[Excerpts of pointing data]
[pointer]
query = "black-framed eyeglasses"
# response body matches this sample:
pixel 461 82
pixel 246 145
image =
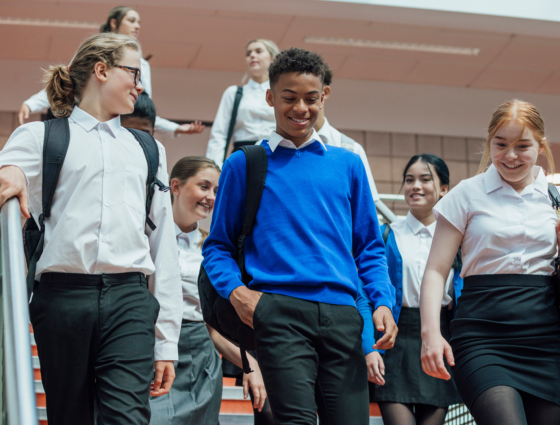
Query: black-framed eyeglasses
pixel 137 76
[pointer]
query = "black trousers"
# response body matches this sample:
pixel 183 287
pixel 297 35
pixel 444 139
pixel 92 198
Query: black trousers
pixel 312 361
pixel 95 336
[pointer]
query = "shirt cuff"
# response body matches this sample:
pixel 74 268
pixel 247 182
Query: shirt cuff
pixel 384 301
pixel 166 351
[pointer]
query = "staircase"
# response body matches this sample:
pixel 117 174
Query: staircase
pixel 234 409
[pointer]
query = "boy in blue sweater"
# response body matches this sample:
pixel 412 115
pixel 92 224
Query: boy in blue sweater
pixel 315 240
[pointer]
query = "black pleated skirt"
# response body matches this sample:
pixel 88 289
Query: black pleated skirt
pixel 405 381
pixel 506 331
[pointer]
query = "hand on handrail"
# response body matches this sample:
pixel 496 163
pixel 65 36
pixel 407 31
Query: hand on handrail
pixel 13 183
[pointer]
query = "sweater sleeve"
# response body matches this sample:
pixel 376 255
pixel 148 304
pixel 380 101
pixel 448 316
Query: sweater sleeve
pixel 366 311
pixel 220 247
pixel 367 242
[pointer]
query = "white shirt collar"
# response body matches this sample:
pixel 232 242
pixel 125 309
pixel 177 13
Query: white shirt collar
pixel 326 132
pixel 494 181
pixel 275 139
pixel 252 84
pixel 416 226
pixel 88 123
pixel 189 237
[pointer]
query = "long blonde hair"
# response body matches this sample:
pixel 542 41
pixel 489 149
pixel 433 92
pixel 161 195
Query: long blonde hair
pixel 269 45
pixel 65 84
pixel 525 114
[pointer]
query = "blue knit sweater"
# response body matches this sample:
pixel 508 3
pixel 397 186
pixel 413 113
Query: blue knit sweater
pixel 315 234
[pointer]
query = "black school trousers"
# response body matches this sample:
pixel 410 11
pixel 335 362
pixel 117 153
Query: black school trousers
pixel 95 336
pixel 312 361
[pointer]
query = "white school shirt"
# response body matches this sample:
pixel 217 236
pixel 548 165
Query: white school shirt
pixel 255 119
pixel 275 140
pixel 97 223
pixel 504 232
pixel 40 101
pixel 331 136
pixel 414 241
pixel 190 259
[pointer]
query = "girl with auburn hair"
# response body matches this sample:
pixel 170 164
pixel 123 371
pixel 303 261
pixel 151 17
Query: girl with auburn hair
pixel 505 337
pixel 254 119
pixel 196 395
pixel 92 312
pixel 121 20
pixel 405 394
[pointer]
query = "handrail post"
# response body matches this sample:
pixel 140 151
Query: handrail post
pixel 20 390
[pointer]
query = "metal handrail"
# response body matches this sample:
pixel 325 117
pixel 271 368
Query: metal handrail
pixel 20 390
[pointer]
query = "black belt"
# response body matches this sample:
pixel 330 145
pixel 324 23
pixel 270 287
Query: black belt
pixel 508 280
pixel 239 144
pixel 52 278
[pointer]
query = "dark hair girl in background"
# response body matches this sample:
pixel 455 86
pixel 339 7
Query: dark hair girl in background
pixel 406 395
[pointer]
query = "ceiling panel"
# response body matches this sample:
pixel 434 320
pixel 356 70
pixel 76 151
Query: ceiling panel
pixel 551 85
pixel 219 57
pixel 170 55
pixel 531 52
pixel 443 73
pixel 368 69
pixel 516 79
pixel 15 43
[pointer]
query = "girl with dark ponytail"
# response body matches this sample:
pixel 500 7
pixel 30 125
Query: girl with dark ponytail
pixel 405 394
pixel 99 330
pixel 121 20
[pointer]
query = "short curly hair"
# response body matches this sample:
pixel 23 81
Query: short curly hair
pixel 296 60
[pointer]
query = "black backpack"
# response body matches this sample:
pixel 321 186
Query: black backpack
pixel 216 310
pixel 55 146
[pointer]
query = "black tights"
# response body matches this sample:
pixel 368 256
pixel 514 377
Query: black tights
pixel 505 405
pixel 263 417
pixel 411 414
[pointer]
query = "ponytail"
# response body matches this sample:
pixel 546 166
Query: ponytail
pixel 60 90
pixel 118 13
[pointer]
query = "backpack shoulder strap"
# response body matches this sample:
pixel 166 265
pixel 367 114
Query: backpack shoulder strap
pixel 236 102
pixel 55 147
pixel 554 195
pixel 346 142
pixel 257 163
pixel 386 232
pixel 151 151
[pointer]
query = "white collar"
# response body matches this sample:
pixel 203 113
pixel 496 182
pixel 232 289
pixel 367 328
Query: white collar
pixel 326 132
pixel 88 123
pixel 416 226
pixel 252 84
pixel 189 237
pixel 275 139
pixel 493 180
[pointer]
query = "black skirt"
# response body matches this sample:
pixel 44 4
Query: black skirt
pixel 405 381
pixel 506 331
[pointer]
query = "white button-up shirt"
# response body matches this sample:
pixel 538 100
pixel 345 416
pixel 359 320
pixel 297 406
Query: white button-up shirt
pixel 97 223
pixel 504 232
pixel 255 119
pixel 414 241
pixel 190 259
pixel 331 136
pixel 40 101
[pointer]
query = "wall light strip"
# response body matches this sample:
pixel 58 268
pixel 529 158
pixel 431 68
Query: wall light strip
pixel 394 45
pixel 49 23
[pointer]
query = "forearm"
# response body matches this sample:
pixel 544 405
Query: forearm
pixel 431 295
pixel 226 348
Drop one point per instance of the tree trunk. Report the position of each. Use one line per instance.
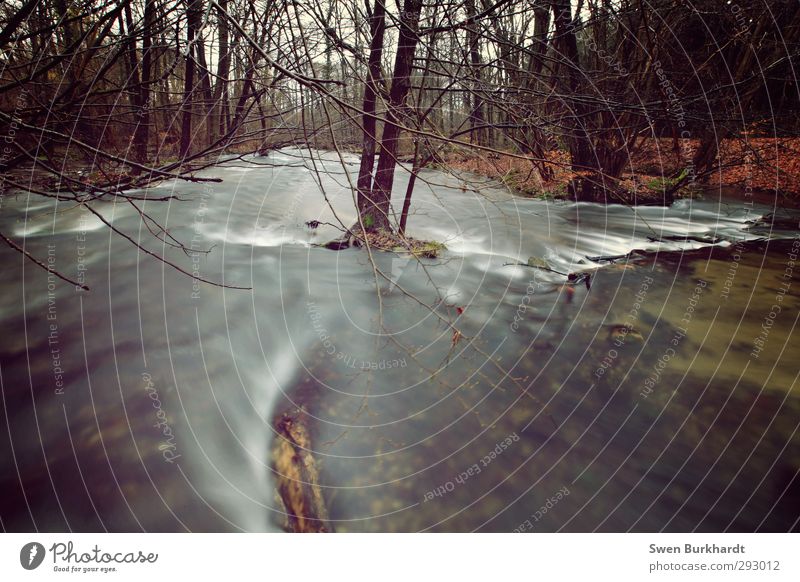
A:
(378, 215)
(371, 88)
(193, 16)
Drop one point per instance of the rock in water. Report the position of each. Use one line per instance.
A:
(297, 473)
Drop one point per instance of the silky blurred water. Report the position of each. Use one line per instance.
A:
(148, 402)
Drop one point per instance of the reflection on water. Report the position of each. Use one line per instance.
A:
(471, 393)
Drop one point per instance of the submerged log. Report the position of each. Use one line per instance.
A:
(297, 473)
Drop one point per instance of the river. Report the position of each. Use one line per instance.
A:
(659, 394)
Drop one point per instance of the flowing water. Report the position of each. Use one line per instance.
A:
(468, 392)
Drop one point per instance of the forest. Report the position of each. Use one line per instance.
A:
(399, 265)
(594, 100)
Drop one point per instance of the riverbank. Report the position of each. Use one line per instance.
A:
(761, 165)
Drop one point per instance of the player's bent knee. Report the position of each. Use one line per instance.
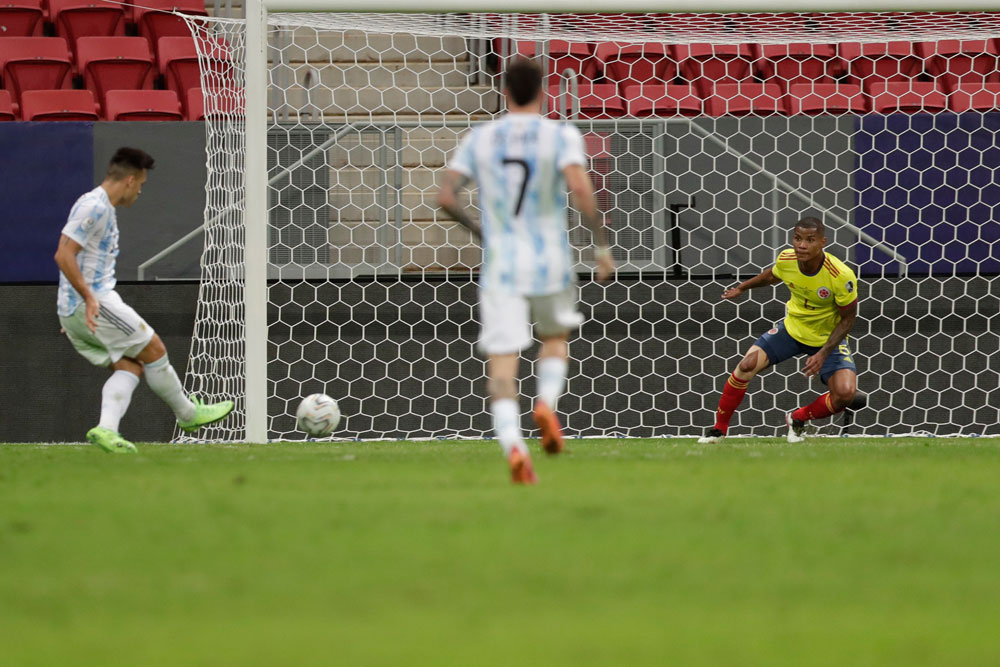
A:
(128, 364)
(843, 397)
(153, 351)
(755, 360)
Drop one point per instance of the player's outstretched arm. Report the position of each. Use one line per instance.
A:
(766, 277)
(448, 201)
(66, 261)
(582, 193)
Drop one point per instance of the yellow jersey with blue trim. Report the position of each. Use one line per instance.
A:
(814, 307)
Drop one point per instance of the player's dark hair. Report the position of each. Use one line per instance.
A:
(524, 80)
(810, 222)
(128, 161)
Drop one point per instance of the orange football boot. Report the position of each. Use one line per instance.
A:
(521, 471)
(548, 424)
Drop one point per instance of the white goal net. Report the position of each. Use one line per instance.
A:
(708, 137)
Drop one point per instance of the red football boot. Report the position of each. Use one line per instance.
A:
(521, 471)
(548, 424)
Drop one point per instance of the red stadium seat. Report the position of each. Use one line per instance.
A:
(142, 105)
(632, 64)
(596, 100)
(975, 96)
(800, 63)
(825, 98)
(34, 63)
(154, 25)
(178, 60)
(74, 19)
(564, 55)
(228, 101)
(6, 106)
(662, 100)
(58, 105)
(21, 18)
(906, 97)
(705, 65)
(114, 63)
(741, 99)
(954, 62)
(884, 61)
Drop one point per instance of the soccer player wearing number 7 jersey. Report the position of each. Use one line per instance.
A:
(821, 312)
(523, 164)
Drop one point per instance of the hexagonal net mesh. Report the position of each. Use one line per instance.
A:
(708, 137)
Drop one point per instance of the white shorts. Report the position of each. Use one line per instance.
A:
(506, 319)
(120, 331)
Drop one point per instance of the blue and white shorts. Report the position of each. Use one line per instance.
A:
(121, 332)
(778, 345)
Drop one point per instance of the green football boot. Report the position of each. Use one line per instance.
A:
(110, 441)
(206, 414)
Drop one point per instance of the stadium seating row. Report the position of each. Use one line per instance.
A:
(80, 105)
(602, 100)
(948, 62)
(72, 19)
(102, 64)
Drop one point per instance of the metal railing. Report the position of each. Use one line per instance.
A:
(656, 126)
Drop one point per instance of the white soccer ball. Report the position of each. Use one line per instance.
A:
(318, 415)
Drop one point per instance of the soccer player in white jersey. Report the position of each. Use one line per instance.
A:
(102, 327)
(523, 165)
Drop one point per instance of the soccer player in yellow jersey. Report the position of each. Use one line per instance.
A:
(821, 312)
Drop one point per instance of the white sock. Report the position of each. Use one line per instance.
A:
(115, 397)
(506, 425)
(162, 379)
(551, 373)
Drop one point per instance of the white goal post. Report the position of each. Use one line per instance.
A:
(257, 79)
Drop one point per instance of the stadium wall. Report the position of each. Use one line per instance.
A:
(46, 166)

* * *

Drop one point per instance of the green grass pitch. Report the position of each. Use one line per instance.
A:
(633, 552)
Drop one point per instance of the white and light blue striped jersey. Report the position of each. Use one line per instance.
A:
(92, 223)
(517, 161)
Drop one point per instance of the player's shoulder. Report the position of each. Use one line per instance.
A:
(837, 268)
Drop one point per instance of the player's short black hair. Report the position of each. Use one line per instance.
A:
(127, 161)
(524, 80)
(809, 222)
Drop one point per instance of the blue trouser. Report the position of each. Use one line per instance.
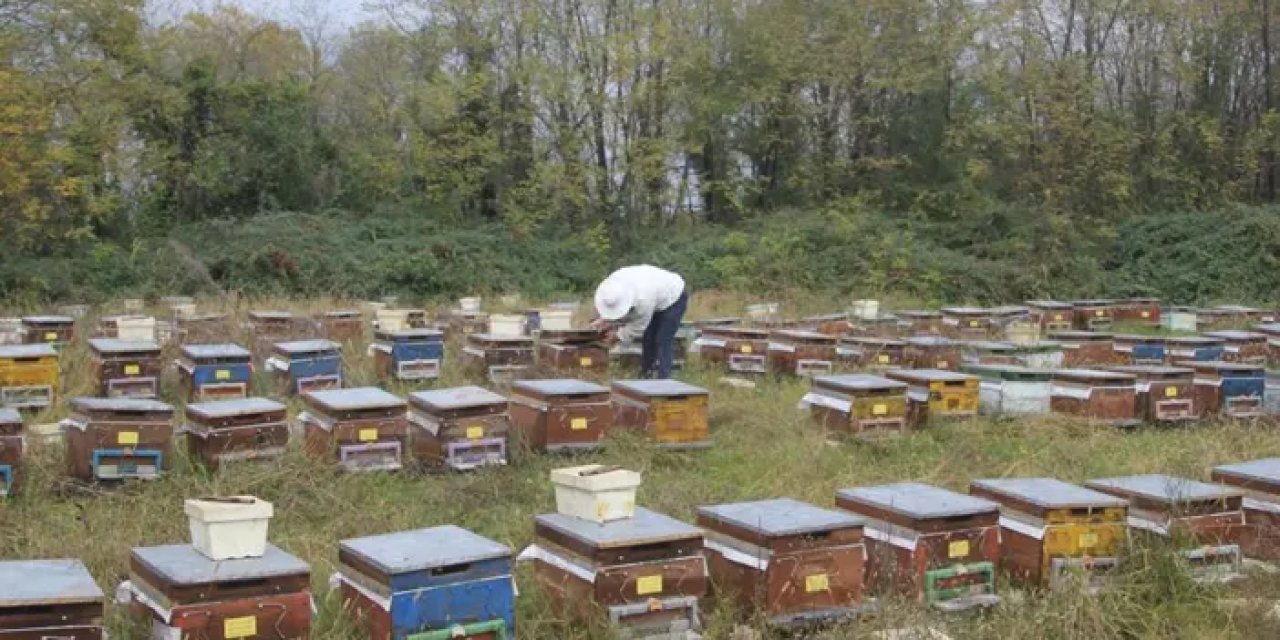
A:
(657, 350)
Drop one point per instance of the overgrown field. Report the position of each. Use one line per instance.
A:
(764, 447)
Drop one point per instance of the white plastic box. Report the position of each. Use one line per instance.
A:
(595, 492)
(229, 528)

---

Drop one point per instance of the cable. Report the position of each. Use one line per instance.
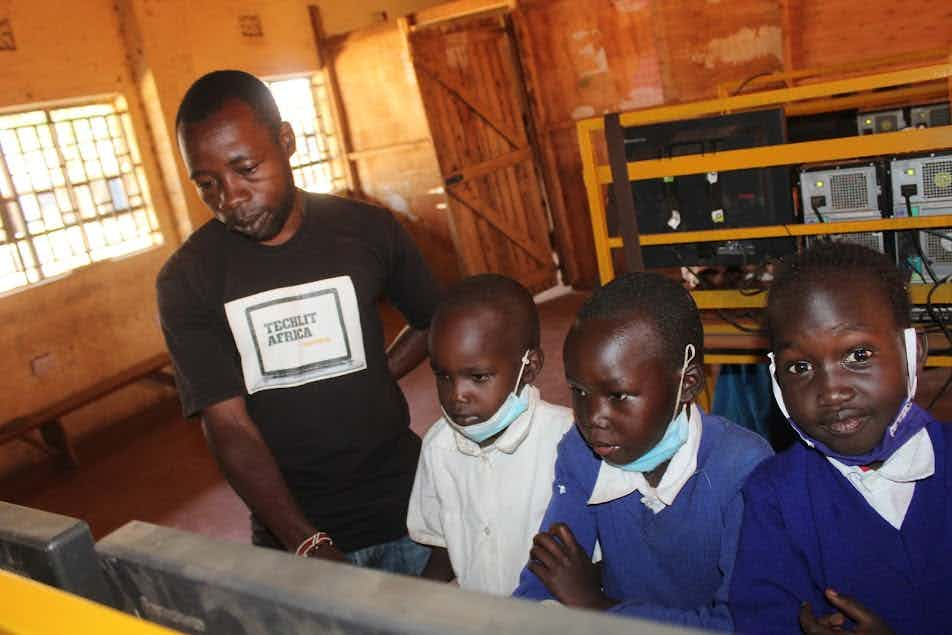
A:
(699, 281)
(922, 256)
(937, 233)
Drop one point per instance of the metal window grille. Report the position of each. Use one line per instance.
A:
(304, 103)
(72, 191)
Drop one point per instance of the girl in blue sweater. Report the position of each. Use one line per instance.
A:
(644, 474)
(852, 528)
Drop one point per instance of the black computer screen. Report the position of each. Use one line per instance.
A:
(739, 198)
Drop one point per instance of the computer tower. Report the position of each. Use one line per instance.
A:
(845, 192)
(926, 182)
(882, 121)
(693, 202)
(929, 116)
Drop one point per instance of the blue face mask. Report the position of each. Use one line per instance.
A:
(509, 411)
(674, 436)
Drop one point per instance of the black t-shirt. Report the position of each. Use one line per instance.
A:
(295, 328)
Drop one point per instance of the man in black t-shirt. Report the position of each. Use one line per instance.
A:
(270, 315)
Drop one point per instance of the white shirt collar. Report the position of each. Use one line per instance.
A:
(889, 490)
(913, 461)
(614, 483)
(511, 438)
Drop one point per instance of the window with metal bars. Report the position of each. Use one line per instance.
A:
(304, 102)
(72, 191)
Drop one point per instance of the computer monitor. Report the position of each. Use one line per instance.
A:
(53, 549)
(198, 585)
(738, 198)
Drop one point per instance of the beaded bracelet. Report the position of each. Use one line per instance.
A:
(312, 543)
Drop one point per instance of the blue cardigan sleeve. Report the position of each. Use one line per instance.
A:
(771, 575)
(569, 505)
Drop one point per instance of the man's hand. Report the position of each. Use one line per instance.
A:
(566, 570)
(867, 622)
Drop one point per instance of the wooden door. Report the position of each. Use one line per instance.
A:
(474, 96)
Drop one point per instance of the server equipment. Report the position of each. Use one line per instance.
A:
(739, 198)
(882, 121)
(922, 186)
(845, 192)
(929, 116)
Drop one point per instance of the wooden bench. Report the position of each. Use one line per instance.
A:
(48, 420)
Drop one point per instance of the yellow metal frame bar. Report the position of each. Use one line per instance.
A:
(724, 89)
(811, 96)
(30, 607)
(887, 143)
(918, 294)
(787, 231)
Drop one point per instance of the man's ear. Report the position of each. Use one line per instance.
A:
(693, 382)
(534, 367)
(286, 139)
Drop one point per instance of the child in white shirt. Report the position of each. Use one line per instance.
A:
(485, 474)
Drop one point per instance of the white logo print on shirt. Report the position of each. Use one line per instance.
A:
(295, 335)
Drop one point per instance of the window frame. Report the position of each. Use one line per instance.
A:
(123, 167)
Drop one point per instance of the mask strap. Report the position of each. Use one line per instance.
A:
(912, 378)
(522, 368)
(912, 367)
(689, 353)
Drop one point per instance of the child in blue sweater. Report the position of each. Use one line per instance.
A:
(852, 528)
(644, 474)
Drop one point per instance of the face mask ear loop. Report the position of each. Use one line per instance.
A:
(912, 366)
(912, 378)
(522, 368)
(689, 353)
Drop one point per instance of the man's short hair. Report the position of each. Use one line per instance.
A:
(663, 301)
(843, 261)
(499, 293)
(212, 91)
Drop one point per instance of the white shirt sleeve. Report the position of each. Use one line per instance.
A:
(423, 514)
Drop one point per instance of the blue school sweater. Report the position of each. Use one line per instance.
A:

What you need to do:
Which lines in the rows above contain the word "yellow"? Copy each of them out.

Exercise solution:
Drop one point per instance of the yellow jersey with blue trim. Report the position of each. Use one line per instance.
Drop one point per instance of the soccer player in yellow jersey. Report the position of each. Use one line per instance.
Drop one point per instance of the yellow metal frame bar. Report the position of each. Use one line per instance.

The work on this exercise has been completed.